** start of RECORDED INFORMATION **

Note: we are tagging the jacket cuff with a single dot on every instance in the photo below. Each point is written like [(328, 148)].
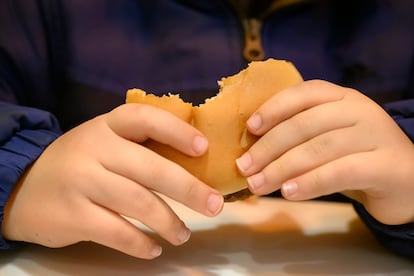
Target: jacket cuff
[(397, 238), (15, 156)]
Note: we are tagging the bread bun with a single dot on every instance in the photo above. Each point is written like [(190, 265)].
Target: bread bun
[(222, 119)]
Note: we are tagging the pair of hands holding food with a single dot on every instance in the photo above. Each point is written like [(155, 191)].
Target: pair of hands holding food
[(317, 139)]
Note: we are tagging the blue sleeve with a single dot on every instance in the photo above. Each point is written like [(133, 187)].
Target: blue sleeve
[(24, 134), (403, 113), (397, 238)]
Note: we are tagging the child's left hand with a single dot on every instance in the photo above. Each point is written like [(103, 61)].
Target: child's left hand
[(320, 138)]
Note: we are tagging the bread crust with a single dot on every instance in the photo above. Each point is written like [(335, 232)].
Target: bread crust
[(222, 119)]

** end of RECORDED INFORMATION **

Could you write out every line of the material again, requests included, with each point coordinate in the answers scaled by 1.95 and rounded to the nearest whole number, halves rounding up? Keep the sample coordinates in the requests as they are, and leave the pictures out.

• RESULT FOR THIS EXERCISE:
Note: we are tagging the jacket cuff with a single dot on every instance in the photo below. Each point is written like [(328, 148)].
Target: jacket cuff
[(774, 464), (29, 304)]
Note: we are tagging the bread bun with a single dot on every instance in the photo above. Each point is written like [(190, 265)].
Target: bread bun
[(433, 232)]
Note: we are tagging the pair of hands holding food with a single dot on every instance in the photo above. Each point is written like [(155, 191)].
Target: pair of hands holding food
[(618, 271)]
Note: we are tagging the blue sleeve with a single dot on every instance in the photo above. Each point is written like [(133, 187)].
Target: blue sleeve
[(47, 261), (786, 220), (774, 464)]
Note: we are tagging the child's left hand with a single dot on every instance in the photo above. Each point is written like [(103, 61)].
Target: child's left hand
[(624, 269)]
Note: we are tagging the bread crust with a single dot on every instance in the photo above. Each point is written like [(335, 232)].
Target: bread crust
[(433, 232)]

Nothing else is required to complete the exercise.